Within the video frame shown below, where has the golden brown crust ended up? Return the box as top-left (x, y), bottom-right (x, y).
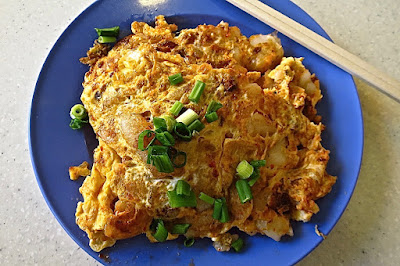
top-left (68, 162), bottom-right (90, 180)
top-left (72, 16), bottom-right (336, 251)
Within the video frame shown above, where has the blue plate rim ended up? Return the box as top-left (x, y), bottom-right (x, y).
top-left (28, 0), bottom-right (364, 264)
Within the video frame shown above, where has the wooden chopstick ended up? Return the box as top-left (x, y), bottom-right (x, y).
top-left (226, 0), bottom-right (400, 103)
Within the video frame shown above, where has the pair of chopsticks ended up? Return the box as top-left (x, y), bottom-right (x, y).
top-left (226, 0), bottom-right (400, 103)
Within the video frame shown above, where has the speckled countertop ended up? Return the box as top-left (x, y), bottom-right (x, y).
top-left (0, 0), bottom-right (400, 265)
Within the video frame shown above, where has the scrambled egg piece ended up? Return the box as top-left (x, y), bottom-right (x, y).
top-left (76, 16), bottom-right (336, 251)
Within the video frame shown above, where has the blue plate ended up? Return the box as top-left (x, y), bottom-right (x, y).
top-left (30, 0), bottom-right (363, 265)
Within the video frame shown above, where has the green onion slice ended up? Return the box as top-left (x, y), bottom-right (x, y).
top-left (171, 151), bottom-right (187, 168)
top-left (207, 100), bottom-right (223, 114)
top-left (176, 109), bottom-right (199, 126)
top-left (188, 119), bottom-right (206, 132)
top-left (69, 118), bottom-right (89, 130)
top-left (160, 115), bottom-right (176, 132)
top-left (231, 237), bottom-right (244, 252)
top-left (247, 168), bottom-right (260, 187)
top-left (98, 36), bottom-right (117, 43)
top-left (189, 80), bottom-right (206, 103)
top-left (219, 198), bottom-right (229, 223)
top-left (174, 122), bottom-right (192, 141)
top-left (236, 160), bottom-right (254, 179)
top-left (138, 130), bottom-right (155, 151)
top-left (153, 117), bottom-right (168, 130)
top-left (183, 237), bottom-right (194, 248)
top-left (250, 160), bottom-right (267, 168)
top-left (153, 220), bottom-right (168, 242)
top-left (167, 190), bottom-right (197, 208)
top-left (212, 199), bottom-right (223, 220)
top-left (69, 104), bottom-right (87, 120)
top-left (169, 101), bottom-right (183, 116)
top-left (199, 192), bottom-right (215, 205)
top-left (151, 154), bottom-right (174, 173)
top-left (235, 179), bottom-right (253, 203)
top-left (171, 224), bottom-right (191, 235)
top-left (94, 26), bottom-right (119, 37)
top-left (205, 112), bottom-right (218, 123)
top-left (168, 73), bottom-right (183, 85)
top-left (176, 180), bottom-right (190, 196)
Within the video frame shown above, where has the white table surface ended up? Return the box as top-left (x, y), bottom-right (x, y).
top-left (0, 0), bottom-right (400, 265)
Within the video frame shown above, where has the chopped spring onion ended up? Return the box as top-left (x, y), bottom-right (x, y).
top-left (188, 119), bottom-right (206, 132)
top-left (160, 115), bottom-right (176, 132)
top-left (69, 118), bottom-right (89, 130)
top-left (207, 100), bottom-right (223, 114)
top-left (183, 237), bottom-right (194, 248)
top-left (174, 122), bottom-right (192, 141)
top-left (231, 237), bottom-right (244, 252)
top-left (153, 220), bottom-right (168, 242)
top-left (176, 109), bottom-right (199, 126)
top-left (156, 131), bottom-right (175, 146)
top-left (235, 179), bottom-right (253, 203)
top-left (138, 130), bottom-right (155, 151)
top-left (171, 151), bottom-right (186, 168)
top-left (205, 112), bottom-right (218, 123)
top-left (168, 73), bottom-right (183, 85)
top-left (153, 117), bottom-right (168, 131)
top-left (247, 168), bottom-right (260, 187)
top-left (250, 160), bottom-right (267, 168)
top-left (176, 180), bottom-right (190, 196)
top-left (167, 189), bottom-right (197, 208)
top-left (236, 160), bottom-right (254, 179)
top-left (151, 154), bottom-right (174, 173)
top-left (94, 26), bottom-right (119, 37)
top-left (98, 36), bottom-right (117, 43)
top-left (69, 104), bottom-right (87, 120)
top-left (199, 192), bottom-right (215, 205)
top-left (219, 198), bottom-right (229, 223)
top-left (189, 80), bottom-right (206, 103)
top-left (171, 224), bottom-right (191, 235)
top-left (212, 199), bottom-right (223, 220)
top-left (169, 101), bottom-right (183, 116)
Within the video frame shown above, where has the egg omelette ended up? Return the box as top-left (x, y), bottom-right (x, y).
top-left (70, 16), bottom-right (336, 252)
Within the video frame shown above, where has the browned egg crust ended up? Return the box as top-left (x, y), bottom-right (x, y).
top-left (71, 16), bottom-right (336, 251)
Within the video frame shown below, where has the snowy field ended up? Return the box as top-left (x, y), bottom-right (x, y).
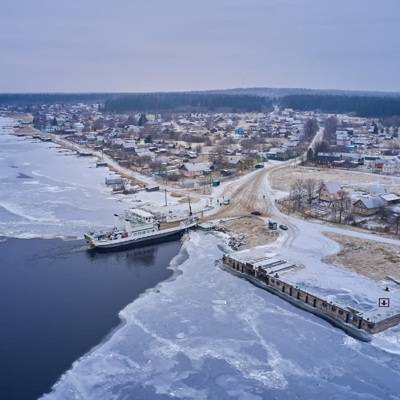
top-left (44, 232), bottom-right (400, 400)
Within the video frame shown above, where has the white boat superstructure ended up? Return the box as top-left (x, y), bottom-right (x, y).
top-left (85, 208), bottom-right (198, 250)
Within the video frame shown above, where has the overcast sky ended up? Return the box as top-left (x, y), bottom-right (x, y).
top-left (0, 0), bottom-right (400, 92)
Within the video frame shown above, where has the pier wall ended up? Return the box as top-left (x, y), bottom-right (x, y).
top-left (223, 255), bottom-right (400, 333)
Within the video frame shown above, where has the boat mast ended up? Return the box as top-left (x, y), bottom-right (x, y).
top-left (188, 196), bottom-right (192, 217)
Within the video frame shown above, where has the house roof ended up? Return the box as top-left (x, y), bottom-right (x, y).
top-left (381, 193), bottom-right (400, 202)
top-left (183, 163), bottom-right (210, 172)
top-left (356, 196), bottom-right (385, 209)
top-left (325, 182), bottom-right (342, 194)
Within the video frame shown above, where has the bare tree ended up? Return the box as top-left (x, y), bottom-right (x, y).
top-left (332, 190), bottom-right (351, 224)
top-left (304, 178), bottom-right (318, 206)
top-left (304, 118), bottom-right (318, 139)
top-left (290, 179), bottom-right (306, 210)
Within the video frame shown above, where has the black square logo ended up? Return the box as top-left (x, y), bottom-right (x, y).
top-left (379, 297), bottom-right (390, 307)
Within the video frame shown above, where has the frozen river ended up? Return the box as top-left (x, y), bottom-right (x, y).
top-left (45, 233), bottom-right (400, 400)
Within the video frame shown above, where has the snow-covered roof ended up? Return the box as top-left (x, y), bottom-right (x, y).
top-left (325, 182), bottom-right (342, 194)
top-left (358, 196), bottom-right (385, 209)
top-left (183, 163), bottom-right (210, 172)
top-left (381, 193), bottom-right (400, 201)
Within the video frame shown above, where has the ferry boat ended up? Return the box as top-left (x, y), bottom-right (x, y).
top-left (84, 208), bottom-right (198, 251)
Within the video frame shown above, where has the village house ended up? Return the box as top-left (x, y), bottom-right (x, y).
top-left (353, 195), bottom-right (386, 216)
top-left (319, 182), bottom-right (343, 202)
top-left (181, 162), bottom-right (211, 178)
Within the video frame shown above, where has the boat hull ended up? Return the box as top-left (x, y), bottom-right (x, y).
top-left (85, 223), bottom-right (194, 252)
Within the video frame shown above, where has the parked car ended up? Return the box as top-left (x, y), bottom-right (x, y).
top-left (250, 210), bottom-right (261, 217)
top-left (268, 220), bottom-right (278, 231)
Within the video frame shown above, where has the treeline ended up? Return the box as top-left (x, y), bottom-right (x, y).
top-left (104, 93), bottom-right (272, 112)
top-left (280, 95), bottom-right (400, 118)
top-left (0, 93), bottom-right (116, 106)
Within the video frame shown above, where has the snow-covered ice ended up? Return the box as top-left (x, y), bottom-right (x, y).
top-left (44, 232), bottom-right (400, 400)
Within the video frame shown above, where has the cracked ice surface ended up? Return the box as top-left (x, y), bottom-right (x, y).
top-left (44, 232), bottom-right (400, 400)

#####

## What you need to do
Reproduce the entries above verbatim, from the line with "Within the video frame shown above, where has the ferry" to the line with "top-left (84, 208), bottom-right (198, 251)", including both of those lines.

## Right answer
Within the video frame shown above, where has the ferry boat ended up? Return the box as top-left (x, y), bottom-right (x, y).
top-left (84, 208), bottom-right (198, 251)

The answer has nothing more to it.